--- START OF Records for the exercise ---
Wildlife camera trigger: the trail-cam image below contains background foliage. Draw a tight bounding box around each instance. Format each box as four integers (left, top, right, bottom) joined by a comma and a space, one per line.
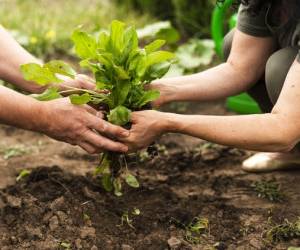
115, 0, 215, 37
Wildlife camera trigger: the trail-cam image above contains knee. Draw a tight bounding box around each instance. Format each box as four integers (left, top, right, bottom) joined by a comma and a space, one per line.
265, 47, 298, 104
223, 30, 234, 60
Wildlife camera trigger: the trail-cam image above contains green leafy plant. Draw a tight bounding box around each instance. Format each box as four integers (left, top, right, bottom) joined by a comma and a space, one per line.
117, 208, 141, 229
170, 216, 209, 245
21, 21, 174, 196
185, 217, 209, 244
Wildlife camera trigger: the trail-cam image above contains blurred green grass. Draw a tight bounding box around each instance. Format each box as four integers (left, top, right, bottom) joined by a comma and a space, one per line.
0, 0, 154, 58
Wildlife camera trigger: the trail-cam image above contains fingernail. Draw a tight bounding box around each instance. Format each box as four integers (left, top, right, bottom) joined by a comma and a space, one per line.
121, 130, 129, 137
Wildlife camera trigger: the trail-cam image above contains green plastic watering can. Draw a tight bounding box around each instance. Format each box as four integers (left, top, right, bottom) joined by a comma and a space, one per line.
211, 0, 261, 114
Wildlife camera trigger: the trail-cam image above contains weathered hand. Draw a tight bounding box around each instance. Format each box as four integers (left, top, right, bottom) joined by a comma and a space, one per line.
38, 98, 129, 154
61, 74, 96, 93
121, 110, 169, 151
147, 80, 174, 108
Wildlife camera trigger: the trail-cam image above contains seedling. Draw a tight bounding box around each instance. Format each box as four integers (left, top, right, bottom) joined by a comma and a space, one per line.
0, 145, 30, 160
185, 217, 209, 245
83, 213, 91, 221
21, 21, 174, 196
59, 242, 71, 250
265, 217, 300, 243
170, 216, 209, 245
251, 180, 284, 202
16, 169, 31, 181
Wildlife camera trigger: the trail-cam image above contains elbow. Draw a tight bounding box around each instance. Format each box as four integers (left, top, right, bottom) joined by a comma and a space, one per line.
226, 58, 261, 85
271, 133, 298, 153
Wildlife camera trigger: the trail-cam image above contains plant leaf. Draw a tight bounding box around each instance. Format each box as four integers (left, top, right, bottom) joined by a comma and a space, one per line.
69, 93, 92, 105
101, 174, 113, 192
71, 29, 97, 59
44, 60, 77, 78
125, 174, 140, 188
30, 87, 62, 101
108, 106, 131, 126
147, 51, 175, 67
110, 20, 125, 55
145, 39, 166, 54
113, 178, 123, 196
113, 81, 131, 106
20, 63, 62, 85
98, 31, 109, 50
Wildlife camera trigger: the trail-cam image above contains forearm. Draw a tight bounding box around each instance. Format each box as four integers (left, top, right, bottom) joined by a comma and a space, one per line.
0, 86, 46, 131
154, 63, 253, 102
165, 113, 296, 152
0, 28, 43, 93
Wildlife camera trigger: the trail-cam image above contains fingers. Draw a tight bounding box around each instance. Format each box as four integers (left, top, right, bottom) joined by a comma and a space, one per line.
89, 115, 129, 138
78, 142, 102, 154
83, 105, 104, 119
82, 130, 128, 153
--- END OF Records for the exercise ---
--- START OF Records for the exercise ---
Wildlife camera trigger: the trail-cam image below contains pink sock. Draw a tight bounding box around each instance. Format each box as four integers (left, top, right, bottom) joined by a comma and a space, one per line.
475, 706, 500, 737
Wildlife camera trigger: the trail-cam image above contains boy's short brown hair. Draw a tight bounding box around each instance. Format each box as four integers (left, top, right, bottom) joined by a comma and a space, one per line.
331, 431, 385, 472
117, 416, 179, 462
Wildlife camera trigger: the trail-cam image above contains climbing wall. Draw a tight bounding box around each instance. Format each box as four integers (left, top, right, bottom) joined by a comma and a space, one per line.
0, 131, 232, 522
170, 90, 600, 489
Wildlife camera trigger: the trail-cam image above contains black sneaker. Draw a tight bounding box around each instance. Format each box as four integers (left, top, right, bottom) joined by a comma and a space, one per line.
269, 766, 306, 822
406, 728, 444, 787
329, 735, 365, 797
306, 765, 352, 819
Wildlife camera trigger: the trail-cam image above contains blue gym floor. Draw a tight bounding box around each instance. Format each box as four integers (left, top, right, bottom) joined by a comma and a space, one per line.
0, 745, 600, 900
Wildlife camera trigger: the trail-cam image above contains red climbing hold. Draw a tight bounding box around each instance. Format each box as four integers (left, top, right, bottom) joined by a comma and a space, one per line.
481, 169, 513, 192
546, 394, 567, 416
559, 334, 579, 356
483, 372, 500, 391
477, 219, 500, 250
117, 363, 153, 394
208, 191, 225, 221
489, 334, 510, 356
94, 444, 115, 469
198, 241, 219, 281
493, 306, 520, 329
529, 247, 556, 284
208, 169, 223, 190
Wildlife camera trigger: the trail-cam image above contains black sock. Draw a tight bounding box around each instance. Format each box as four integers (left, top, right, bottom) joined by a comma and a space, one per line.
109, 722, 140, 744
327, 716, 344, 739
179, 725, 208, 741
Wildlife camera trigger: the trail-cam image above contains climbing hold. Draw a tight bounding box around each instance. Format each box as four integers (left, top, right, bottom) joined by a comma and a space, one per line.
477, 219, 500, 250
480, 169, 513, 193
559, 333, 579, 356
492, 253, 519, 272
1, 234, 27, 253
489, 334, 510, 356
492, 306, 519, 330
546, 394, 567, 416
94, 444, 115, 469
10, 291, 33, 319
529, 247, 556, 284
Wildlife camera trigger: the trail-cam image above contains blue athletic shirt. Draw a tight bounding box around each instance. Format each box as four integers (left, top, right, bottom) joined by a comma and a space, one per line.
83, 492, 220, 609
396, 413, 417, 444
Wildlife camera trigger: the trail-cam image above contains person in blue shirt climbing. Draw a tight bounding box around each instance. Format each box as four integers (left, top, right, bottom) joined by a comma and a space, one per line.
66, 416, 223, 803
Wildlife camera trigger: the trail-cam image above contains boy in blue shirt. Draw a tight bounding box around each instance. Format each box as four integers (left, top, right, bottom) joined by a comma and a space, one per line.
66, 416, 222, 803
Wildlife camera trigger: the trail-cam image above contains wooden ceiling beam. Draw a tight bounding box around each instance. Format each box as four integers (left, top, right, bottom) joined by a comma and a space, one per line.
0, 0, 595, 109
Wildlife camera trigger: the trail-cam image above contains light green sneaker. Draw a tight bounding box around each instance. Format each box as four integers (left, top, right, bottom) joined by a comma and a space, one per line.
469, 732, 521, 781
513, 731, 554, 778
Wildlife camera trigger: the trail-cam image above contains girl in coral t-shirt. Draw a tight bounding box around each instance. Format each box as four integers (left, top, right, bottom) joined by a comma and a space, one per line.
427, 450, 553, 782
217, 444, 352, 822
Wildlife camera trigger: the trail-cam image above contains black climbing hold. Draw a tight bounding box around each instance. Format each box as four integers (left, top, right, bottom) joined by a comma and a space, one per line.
--- END OF Records for the exercise ---
--- START OF Records for the exercise ---
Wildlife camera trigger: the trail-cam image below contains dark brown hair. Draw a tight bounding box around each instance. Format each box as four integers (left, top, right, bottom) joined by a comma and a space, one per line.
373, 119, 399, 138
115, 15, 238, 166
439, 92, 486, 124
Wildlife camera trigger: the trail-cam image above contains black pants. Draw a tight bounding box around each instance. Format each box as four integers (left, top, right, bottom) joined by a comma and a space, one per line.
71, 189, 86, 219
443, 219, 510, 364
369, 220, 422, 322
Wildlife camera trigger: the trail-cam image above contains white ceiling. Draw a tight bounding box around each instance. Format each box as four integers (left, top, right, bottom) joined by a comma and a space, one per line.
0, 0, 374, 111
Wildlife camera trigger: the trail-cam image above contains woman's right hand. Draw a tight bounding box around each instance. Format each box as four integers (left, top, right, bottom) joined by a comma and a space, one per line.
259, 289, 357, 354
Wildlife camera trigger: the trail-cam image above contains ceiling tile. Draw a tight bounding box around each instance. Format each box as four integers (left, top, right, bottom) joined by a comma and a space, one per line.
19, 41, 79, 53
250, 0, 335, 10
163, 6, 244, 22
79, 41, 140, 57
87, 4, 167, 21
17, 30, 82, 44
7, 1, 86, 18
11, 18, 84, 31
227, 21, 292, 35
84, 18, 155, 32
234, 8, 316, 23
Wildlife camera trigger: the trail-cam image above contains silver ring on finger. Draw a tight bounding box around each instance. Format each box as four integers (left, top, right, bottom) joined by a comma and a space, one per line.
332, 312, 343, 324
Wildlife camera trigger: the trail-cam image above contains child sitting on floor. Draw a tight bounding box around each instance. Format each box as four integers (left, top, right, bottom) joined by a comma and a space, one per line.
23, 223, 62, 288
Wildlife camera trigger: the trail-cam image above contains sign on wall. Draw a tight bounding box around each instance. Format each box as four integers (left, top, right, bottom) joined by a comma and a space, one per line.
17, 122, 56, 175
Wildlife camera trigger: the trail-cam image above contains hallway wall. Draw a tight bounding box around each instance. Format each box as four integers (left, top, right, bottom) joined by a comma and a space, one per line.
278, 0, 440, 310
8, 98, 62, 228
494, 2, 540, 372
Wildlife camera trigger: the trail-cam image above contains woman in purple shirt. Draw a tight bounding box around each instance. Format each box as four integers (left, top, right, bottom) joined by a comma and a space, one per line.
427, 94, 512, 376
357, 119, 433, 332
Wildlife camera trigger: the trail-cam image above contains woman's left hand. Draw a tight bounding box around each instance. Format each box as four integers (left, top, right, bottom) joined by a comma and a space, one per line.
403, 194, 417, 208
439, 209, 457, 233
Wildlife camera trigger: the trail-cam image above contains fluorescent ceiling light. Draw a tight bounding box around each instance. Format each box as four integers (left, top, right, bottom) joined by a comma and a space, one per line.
--- END OF Records for the exercise ---
Required work: Please repeat the material from the line with "above contains boy's" up to and including the line with "170, 90, 600, 489", switching "climbing wall" to "bouldering wall" and leaving everything else unchanged. Give only those lines.

Full output:
Wildlife camera trigger: the trail-cam image above contains boy's short brown hair. Draw a tight bounding box around each instance. Format each box as four integers (left, top, right, bottom) joined by a comma and a space, one per line.
331, 431, 385, 472
117, 416, 179, 462
Wildlife camera trigger: the trail-cam image above contains bouldering wall. Draw a tight bounding box around each instance. Format each box as four integers (left, top, right, bottom) joined by a comma and a space, one per line.
0, 131, 232, 522
170, 90, 600, 489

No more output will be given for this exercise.